Excerpts from a dataset
::::::::
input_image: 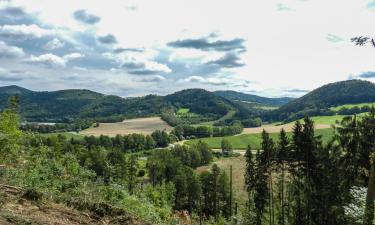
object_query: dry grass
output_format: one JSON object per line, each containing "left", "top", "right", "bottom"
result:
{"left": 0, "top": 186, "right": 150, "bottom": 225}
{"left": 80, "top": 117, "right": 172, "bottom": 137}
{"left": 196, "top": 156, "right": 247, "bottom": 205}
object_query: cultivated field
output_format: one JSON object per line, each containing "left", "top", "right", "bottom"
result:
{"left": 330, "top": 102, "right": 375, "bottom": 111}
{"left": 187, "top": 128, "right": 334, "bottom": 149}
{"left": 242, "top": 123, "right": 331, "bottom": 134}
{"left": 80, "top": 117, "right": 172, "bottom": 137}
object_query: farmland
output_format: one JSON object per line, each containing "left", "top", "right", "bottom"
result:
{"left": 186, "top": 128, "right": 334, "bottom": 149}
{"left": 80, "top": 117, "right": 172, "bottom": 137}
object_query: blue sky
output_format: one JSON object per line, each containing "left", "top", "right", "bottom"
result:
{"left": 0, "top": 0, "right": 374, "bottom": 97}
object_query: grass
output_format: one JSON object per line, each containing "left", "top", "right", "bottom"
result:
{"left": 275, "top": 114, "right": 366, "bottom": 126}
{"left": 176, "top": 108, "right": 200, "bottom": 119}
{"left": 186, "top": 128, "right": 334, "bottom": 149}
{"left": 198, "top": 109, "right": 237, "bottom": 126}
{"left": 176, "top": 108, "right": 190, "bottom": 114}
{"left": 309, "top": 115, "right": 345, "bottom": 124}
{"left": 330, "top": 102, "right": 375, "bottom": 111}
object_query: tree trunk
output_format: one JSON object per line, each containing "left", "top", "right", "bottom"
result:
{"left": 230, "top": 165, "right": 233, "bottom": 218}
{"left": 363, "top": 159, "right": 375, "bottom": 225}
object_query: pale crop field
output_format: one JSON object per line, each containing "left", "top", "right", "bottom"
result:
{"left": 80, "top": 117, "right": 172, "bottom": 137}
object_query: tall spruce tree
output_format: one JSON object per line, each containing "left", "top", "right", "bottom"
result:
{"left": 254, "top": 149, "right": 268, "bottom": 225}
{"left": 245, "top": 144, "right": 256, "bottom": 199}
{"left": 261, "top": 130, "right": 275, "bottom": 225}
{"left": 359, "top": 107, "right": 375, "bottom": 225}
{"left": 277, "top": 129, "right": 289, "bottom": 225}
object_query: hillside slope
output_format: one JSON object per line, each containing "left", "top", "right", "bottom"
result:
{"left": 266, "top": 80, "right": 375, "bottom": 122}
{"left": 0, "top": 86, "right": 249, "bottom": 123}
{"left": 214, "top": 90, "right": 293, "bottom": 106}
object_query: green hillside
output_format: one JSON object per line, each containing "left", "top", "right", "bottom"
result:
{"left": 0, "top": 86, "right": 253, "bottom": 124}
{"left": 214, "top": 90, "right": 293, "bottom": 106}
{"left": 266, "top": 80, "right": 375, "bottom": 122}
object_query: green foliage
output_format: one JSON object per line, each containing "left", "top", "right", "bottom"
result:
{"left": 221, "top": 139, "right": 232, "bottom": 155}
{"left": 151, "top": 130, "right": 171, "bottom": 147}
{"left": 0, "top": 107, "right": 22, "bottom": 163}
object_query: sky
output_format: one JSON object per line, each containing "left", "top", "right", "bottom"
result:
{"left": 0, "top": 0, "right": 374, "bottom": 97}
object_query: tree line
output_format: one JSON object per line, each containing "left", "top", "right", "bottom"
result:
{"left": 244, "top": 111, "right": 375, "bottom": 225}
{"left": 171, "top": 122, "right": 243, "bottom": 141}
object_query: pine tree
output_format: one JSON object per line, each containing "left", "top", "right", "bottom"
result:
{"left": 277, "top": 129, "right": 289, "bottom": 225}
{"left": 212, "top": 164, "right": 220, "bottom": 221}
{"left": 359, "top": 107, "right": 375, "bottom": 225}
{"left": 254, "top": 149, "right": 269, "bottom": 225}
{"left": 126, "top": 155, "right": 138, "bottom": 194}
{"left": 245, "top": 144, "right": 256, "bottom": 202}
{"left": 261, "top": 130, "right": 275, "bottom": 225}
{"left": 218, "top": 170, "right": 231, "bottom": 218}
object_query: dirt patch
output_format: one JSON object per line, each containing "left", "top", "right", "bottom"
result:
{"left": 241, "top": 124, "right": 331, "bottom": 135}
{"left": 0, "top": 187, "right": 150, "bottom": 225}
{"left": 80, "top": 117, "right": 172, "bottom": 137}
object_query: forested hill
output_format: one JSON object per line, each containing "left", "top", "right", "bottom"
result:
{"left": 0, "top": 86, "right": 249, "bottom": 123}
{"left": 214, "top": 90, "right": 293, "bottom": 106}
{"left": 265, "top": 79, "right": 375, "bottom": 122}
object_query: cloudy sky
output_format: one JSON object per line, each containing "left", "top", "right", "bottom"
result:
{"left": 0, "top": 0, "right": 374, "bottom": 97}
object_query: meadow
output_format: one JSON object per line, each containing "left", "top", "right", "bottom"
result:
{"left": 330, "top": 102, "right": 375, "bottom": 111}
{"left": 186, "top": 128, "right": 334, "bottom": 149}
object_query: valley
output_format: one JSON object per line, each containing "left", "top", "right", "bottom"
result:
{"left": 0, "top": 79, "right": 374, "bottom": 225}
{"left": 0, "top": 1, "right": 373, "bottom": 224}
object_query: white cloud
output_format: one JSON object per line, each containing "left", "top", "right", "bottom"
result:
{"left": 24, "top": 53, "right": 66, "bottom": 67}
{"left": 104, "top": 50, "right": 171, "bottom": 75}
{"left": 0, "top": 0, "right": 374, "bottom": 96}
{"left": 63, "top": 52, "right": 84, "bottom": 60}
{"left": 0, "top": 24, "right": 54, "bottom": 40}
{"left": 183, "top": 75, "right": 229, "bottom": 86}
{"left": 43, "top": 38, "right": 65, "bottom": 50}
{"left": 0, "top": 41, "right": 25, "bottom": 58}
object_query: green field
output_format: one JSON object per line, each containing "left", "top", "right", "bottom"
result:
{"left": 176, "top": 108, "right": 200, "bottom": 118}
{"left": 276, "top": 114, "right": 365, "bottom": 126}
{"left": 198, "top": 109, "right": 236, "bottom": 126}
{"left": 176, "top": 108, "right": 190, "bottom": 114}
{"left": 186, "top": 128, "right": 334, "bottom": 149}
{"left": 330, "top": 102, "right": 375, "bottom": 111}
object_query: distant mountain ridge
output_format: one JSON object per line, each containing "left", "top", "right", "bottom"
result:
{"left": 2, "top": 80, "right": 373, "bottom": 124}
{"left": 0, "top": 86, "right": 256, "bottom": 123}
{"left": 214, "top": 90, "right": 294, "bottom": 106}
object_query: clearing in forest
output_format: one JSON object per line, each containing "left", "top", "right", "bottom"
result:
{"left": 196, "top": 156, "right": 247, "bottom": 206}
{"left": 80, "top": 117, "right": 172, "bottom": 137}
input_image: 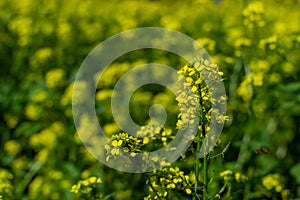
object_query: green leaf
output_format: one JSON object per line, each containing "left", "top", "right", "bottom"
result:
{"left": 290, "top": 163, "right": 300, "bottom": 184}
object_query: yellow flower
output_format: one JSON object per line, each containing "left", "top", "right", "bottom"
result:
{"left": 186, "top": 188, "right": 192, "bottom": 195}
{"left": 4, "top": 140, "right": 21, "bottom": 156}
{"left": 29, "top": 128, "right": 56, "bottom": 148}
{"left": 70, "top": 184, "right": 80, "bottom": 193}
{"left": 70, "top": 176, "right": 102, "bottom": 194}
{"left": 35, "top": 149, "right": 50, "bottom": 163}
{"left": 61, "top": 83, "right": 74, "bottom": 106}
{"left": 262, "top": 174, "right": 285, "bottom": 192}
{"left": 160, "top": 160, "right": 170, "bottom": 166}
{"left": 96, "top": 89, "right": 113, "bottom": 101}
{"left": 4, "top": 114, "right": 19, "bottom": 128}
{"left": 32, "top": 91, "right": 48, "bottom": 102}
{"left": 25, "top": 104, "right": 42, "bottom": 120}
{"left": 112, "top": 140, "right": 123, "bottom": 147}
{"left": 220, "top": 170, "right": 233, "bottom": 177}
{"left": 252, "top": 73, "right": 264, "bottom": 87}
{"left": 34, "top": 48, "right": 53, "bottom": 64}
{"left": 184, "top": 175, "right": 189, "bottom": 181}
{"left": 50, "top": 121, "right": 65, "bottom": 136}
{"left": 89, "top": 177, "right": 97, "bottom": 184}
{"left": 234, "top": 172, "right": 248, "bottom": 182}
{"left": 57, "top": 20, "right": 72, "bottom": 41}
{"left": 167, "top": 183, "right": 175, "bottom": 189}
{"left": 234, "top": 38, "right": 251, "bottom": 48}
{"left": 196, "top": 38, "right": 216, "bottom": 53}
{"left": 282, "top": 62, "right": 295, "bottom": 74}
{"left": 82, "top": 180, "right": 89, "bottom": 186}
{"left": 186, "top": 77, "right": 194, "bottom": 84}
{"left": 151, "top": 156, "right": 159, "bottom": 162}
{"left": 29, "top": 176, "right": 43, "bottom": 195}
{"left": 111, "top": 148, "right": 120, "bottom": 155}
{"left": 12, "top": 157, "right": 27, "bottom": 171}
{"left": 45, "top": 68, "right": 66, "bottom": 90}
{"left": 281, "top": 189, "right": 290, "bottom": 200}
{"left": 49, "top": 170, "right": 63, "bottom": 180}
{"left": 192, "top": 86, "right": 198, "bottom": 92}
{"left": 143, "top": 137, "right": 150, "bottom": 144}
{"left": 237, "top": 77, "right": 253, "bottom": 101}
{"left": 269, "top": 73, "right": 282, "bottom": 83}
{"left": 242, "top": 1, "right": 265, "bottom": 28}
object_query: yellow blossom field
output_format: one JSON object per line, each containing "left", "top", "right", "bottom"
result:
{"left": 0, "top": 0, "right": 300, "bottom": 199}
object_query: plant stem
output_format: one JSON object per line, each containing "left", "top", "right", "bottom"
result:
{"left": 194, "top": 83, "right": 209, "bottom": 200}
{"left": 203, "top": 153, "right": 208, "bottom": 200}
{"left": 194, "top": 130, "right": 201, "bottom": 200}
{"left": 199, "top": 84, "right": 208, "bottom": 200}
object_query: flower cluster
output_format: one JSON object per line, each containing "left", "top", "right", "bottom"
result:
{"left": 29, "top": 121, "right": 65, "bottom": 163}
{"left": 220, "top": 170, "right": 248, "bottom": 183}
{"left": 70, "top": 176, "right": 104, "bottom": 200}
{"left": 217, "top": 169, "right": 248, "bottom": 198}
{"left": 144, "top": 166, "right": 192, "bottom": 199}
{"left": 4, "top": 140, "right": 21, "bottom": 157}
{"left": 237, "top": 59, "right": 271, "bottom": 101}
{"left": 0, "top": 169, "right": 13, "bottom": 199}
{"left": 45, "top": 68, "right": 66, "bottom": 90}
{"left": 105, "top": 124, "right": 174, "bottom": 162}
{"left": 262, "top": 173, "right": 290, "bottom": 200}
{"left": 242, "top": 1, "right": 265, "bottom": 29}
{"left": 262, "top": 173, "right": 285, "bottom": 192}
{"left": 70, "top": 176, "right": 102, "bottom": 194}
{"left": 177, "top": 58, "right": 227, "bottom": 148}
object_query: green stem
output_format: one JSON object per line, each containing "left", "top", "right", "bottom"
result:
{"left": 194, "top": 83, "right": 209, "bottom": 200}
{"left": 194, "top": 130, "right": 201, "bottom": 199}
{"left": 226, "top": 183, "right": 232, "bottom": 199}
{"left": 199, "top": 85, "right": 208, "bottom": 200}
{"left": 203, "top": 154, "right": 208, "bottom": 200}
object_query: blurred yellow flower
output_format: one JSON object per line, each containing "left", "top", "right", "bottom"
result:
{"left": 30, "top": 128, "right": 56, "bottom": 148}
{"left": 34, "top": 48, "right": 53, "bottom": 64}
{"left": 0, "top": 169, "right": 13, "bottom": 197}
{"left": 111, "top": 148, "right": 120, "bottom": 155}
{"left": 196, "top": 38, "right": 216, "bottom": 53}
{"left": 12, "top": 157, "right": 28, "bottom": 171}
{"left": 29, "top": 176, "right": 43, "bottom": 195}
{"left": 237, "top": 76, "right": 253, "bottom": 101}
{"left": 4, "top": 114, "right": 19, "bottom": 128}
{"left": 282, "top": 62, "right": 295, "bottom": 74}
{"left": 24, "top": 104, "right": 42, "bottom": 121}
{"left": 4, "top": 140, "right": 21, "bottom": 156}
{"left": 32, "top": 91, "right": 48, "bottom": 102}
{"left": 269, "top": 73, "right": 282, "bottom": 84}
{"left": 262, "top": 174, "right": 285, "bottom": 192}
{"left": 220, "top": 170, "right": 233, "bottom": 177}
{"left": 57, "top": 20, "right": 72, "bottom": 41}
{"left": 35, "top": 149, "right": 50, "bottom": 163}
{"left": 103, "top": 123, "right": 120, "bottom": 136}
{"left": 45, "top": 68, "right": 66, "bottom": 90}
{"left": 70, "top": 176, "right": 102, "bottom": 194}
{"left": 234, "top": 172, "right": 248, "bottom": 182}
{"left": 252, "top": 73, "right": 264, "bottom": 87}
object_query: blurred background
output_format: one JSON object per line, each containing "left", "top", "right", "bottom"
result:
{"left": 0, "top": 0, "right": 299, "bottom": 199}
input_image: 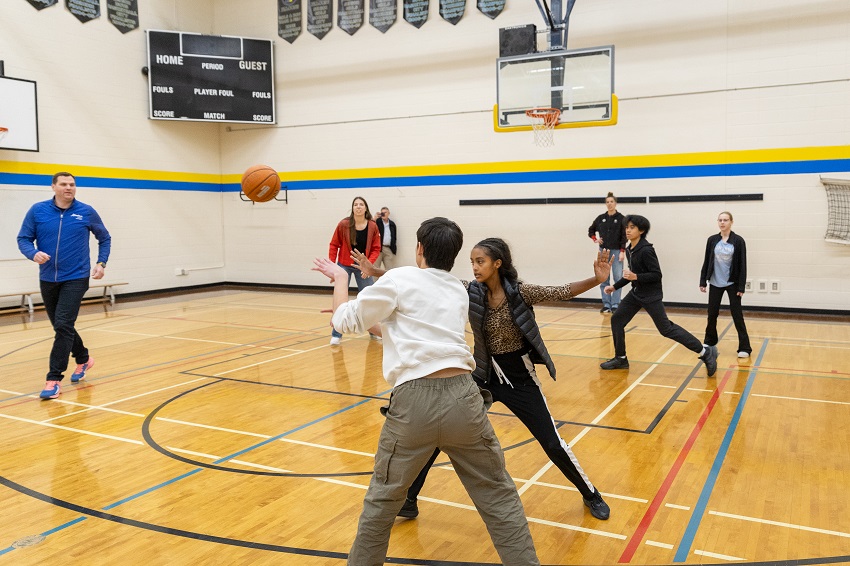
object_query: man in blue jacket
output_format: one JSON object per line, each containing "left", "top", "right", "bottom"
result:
::::::::
● **Problem description**: All pictures are to be skipped; the lines from the first line of the records through the line containing "object_query: cultivated field" are to be repeated exactly, both ends included.

● **Solution to the problem**:
input_image: 
object_query: dry grass
output_format: one JSON object per line, each containing "left", "top", "right", "bottom"
result:
{"left": 0, "top": 186, "right": 150, "bottom": 225}
{"left": 80, "top": 117, "right": 172, "bottom": 137}
{"left": 196, "top": 156, "right": 247, "bottom": 205}
object_query: cultivated field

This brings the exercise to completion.